**What is asked:** Find each line in the items below that contains the string "sail", matching case exactly, and copy those lines out.

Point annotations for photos
>>>

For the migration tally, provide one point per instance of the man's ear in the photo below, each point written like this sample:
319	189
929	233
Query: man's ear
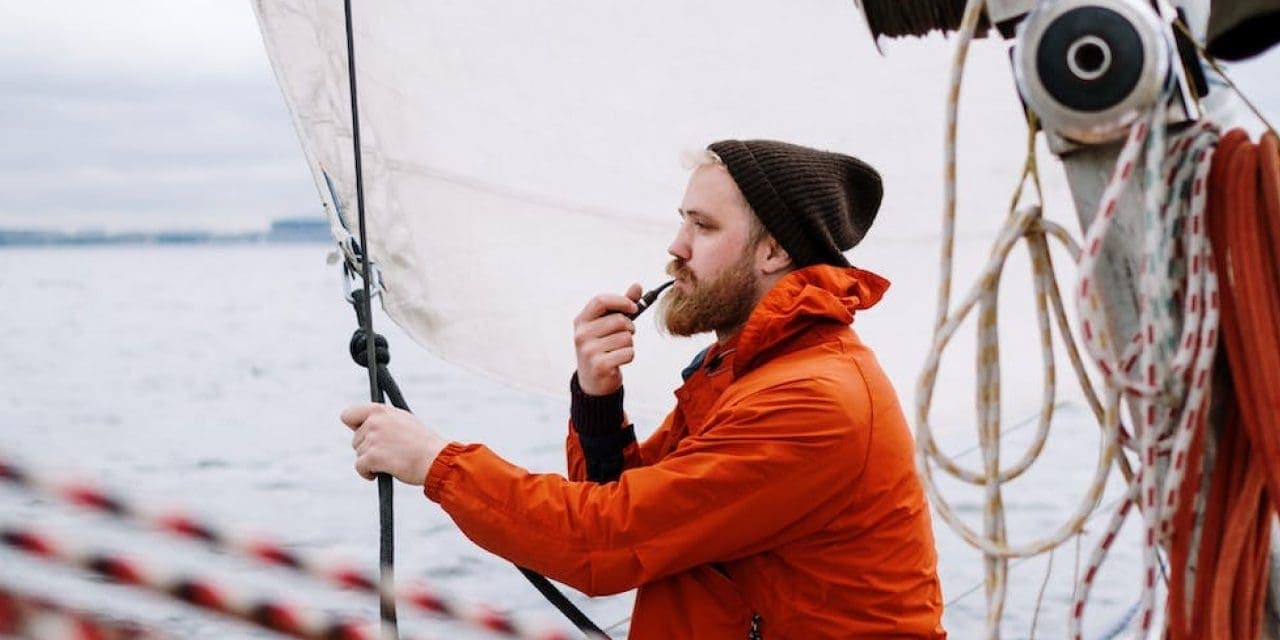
771	257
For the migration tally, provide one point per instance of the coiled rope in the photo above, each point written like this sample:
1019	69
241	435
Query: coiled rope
1173	352
341	574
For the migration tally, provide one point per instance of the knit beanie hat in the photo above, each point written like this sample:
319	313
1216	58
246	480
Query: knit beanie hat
816	204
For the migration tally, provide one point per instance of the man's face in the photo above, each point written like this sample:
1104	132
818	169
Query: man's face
713	257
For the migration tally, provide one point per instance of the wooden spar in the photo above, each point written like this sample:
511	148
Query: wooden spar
1088	169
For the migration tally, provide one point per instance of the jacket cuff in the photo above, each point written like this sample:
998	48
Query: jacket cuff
439	472
594	415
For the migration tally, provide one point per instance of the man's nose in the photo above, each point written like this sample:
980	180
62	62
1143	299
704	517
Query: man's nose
679	246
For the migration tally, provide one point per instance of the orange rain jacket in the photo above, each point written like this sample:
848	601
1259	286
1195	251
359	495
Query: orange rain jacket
782	485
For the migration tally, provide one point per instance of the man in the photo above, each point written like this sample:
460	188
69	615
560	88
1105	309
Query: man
778	499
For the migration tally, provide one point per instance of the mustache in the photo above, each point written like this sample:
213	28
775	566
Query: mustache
680	269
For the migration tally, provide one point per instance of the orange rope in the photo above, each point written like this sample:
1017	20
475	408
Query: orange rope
1233	560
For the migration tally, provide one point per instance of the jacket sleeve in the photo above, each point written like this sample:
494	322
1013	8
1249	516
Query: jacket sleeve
743	485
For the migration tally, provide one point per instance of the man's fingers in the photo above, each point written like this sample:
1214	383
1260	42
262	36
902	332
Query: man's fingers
362	470
612	323
613	341
615	359
355	415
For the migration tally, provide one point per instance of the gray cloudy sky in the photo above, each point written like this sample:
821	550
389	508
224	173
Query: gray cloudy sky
164	114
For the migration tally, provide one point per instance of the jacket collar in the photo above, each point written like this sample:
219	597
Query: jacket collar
817	295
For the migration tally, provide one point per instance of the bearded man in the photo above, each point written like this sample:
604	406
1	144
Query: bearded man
778	499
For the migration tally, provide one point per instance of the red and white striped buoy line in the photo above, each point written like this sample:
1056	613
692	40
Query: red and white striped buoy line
1164	371
343	575
35	616
277	616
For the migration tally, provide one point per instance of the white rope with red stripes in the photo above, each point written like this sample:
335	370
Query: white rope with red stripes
1176	362
343	575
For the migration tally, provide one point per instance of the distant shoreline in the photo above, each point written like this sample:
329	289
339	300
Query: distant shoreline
282	232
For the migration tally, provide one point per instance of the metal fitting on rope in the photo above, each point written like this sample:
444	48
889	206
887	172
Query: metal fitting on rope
1091	68
359	348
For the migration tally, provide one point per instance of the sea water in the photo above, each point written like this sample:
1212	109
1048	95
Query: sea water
209	379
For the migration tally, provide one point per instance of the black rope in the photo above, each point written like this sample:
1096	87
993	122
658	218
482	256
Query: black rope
382	357
365	315
380	382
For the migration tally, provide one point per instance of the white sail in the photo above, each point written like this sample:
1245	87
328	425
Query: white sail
522	156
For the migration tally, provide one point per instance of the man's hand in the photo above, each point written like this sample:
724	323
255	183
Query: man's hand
391	440
602	337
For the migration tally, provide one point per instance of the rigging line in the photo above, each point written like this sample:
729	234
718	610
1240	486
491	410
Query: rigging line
365	312
1022	560
378	374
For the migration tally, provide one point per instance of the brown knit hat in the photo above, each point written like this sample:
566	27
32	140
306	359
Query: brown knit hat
817	204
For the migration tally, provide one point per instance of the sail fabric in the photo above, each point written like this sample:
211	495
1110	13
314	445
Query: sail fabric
520	158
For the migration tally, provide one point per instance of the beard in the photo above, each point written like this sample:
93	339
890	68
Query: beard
721	305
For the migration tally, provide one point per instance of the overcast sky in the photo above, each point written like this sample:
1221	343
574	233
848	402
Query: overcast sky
164	114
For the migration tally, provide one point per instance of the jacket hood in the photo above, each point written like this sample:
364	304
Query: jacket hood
803	298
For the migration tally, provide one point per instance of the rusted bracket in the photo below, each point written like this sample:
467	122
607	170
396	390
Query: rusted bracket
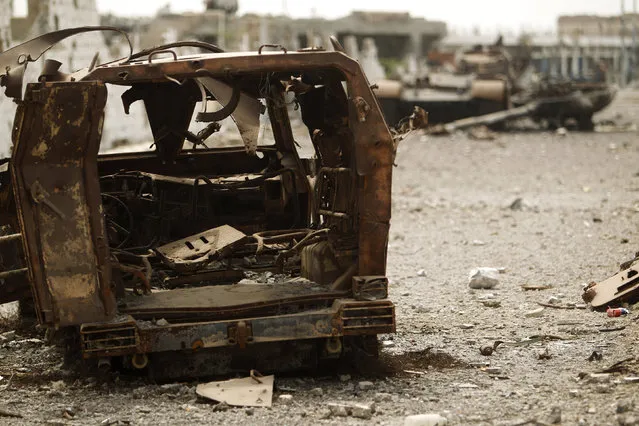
41	196
274	46
363	108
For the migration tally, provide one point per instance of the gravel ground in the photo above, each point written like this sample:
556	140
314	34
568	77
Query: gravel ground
578	220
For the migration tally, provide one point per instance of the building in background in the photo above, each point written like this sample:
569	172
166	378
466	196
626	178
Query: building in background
597	26
50	15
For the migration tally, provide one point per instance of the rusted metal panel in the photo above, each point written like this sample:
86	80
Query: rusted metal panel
344	317
198	250
58	201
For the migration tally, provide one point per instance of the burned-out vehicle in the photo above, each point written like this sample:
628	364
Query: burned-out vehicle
151	258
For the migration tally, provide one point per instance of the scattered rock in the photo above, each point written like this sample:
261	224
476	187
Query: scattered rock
603	378
555	416
286	398
382	397
625	405
482	133
58	385
517	205
425	420
544	355
222	406
491	303
595	356
361	411
364	386
627	420
483	278
535	313
7	336
493	370
338	410
171	388
553	300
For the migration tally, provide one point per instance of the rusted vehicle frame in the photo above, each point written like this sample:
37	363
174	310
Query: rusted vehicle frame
354	304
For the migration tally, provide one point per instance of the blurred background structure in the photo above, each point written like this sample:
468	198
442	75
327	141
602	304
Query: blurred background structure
394	45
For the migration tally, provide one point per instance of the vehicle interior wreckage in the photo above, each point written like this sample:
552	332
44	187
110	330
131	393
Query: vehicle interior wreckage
271	254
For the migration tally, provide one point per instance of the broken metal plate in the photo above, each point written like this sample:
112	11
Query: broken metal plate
620	287
246	392
195	252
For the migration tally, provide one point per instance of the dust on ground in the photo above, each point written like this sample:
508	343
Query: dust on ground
577	220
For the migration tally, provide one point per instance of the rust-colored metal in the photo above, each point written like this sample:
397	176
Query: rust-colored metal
54	171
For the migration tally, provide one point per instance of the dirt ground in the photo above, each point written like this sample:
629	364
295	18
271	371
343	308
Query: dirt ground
579	218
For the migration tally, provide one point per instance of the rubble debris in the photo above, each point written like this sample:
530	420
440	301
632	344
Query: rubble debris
555	416
7	413
482	133
535	313
618	367
491	303
529	287
361	411
7	336
483	278
488	350
286	398
544	355
621	287
607	330
431	419
365	385
553	300
617	312
157	241
595	356
253	391
625	405
517	204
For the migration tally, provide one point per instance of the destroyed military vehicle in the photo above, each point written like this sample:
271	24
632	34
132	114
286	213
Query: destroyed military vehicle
195	259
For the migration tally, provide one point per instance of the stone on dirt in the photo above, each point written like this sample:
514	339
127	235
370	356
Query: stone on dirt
7	336
535	313
555	416
286	399
431	419
483	278
625	405
361	411
365	385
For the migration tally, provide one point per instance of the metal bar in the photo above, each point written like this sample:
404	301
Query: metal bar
334	214
12	273
9	238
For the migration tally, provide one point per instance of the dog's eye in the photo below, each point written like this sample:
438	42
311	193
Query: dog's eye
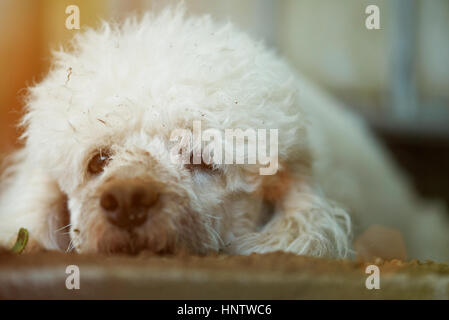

<<<

**Exercise solution:**
For the migration tally, provide one point per instance of the white sail in the photo above, each point written like this sample:
Query: white sail
For the migration tally, provide one point per instance of the sail fabric in the photo above, each point written like this sample:
Query: sail fabric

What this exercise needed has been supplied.